(REQUIRED WORK) Restating every entry exactly is the whole task.

(INFORMATION)
____________

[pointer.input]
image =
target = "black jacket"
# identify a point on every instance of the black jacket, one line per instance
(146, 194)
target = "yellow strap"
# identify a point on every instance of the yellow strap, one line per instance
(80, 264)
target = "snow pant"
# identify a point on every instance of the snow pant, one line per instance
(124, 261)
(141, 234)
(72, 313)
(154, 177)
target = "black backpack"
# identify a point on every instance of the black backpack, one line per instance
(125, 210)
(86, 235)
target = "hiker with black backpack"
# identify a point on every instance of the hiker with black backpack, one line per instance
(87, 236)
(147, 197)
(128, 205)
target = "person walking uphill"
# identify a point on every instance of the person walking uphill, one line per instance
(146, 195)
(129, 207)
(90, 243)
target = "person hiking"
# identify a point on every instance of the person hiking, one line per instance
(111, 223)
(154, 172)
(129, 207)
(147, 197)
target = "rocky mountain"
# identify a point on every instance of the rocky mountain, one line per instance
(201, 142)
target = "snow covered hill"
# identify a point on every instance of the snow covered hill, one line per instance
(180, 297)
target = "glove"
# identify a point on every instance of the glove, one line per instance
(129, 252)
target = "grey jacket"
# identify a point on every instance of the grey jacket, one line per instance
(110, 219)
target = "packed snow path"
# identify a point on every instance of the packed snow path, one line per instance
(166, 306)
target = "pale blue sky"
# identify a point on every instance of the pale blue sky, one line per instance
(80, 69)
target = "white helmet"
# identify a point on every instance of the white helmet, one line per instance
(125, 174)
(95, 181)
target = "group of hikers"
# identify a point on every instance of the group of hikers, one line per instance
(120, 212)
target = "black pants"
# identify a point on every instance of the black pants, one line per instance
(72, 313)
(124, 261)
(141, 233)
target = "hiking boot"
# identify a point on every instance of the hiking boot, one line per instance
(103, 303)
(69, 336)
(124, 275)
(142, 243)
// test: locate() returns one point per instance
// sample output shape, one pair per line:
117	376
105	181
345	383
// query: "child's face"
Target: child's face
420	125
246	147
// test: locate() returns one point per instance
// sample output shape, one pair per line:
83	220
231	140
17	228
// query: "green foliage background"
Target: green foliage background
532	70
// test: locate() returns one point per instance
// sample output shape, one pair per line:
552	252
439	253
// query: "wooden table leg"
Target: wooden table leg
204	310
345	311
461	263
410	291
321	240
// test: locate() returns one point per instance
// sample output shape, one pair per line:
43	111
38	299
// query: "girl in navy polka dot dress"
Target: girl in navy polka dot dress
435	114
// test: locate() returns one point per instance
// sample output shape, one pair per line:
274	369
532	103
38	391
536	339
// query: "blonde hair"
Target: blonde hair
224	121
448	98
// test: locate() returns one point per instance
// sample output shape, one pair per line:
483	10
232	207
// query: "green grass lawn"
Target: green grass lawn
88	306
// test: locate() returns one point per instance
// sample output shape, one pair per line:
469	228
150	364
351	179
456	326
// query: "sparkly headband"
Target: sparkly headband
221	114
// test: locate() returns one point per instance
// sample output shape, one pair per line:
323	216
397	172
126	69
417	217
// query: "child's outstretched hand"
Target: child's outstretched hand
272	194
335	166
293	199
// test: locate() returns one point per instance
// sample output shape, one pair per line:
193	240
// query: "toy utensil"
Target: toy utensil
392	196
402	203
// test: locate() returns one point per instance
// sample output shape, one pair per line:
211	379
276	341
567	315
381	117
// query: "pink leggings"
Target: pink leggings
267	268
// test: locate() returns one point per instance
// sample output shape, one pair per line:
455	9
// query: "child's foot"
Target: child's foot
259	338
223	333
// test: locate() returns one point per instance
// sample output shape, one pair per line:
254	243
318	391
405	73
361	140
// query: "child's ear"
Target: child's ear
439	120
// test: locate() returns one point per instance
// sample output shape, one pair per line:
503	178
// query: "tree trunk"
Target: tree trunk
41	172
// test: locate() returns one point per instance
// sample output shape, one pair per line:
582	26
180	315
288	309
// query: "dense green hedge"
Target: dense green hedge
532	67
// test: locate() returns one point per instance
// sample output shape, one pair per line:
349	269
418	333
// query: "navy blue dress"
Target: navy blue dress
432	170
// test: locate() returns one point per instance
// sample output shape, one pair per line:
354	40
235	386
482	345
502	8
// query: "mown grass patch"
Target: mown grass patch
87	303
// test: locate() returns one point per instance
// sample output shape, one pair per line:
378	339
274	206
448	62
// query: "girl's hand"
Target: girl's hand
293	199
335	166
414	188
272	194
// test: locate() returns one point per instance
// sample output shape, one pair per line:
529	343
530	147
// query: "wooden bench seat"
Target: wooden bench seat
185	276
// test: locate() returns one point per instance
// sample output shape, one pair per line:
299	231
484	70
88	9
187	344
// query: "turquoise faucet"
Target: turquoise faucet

____________

(RESPONSE TO THIS EXERCISE)
[pointer.input]
image =
target = "black jacket"
# identify a point on every instance of the black jacket, one line per instance
(146, 194)
target = "yellow strap"
# identify a point on every instance of the yellow strap, one line per instance
(80, 264)
target = "snow pant"
# identify a point on every instance of the snow pant, one line per instance
(124, 261)
(141, 234)
(72, 313)
(154, 177)
target = "black backpack"
# identify a point on every instance of the black backpack, one line per instance
(125, 210)
(86, 235)
target = "hiker with black backpack"
# identify a point on every instance of the hiker with black backpack, one line per instance
(87, 236)
(147, 197)
(128, 205)
target = "person walking uphill"
# identify a point on every instance of the person walking uphill, one line per instance
(146, 195)
(129, 207)
(90, 243)
target = "person hiking"
# identify a point on every instance of the person hiking, one line per instance
(111, 223)
(154, 172)
(129, 207)
(147, 197)
target = "rocky mountain"
# identify a point on every instance of the rocky mountain, one line per instance
(201, 142)
target = "snow covered hill"
# identify a point on every instance of the snow covered hill, one line per instance
(180, 297)
target = "glove"
# identify a point on every instance of the glove, one line per instance
(129, 252)
target = "grey jacket"
# identify a point on every instance of the grey jacket, one line per instance
(110, 219)
target = "packed snow path"
# identify a point on every instance of the packed snow path, one line per instance
(166, 306)
target = "pale blue sky"
# identify a point on every instance of the pale blue sky, one line per instance
(80, 69)
target = "white helmet"
# identify a point on every instance of the white helmet, one line per instance
(125, 174)
(95, 181)
target = "group of hikers"
# identify a point on every instance of the group of hikers, one line per instance
(120, 212)
target = "black pants"
# identify a point on every instance of the black pants, one line per instance
(72, 313)
(124, 261)
(141, 233)
target = "hiking boot"
# identify a point on every instance of the hiking boot, one line per instance
(103, 303)
(69, 336)
(124, 275)
(142, 243)
// test: locate() returns one point per instance
// sample output shape, one pair per line:
117	376
105	181
345	383
// query: "child's face"
Target: child's face
420	125
246	147
// test: locate() returns one point per instance
// sample output shape, one pair per line:
83	220
231	140
17	228
// query: "green foliage background"
Target: green foliage background
532	70
// test: locate() returns one point per instance
// sample output shape, one pair per line:
552	252
439	253
// query: "wooden table leg"
Target: wooden table leg
204	310
345	311
461	263
410	291
321	240
// test: locate() returns one point per instance
// sample output shape, one pair per line:
43	111
38	299
// query: "girl in navy polka dot dress"
Target: girl in navy polka dot dress
435	114
// test: locate() returns one point per instance
// sample output shape, one pair per line:
274	369
532	103
38	391
536	339
// query: "blonde hair"
Target: blonde hair
224	121
448	98
// test: locate() returns one point per instance
// sample output shape, one pair per line:
483	10
232	207
// query: "green grass lawn"
Target: green grass lawn
88	306
// test: locate() returns one point per instance
// sample output shape, one pair per line:
469	228
150	364
351	179
456	326
// query: "sparkly headband"
Target: sparkly headband
221	114
// test: locate() returns one point per instance
// sample output shape, one pair per line:
323	216
397	172
126	69
417	217
// query: "child's outstretched hand"
Target: child's outstretched hand
272	194
335	166
293	199
// test: locate() returns one point per instance
// sample output shape, one pair per line:
193	240
// query: "toy utensil"
Target: toy utensil
392	196
402	203
// test: locate() returns one point per instance
// sample output shape, one pair per line:
211	379
276	341
567	315
381	117
// query: "pink leggings"
Target: pink leggings
267	268
// test: locate() returns one point per instance
// sample output shape, one pair per line:
455	9
// query: "child's foot"
Target: child's foot
259	338
223	333
// test: locate() returns one point per instance
// sample output shape, one pair per line:
254	243
318	391
405	73
361	140
// query: "child's ear"
Target: child's ear
439	120
// test: locate() returns one point per instance
// sample output shape, one pair per line:
503	178
// query: "tree trunk"
Target: tree trunk
41	172
// test: locate() returns one point per instance
// sample output shape, one pair per line:
582	26
180	315
288	309
// query: "dense green hedge"
Target: dense green hedge
532	67
// test: locate() returns one point per instance
// sample output shape, one pair per line:
349	269
418	333
// query: "navy blue dress"
Target: navy blue dress
432	170
// test: locate() returns one point per instance
// sample output shape, one pair per line:
354	40
235	386
482	345
502	8
// query: "mown grass patch"
Target: mown grass patch
87	303
// test: locate() returns one point per instance
// sample output shape, one pair per line:
378	339
274	206
448	62
// query: "girl's hand"
Target: girl's hand
293	199
335	166
414	188
272	194
// test: locate() returns one point per instance
// sample output shape, one pair per line:
529	343
530	147
// query: "wooden bench seat"
Target: wooden bench seat
185	276
// test: locate() returns one point per instance
// sample output shape, one pair per line:
299	231
484	70
88	9
187	344
// query: "turquoise faucet"
Target: turquoise faucet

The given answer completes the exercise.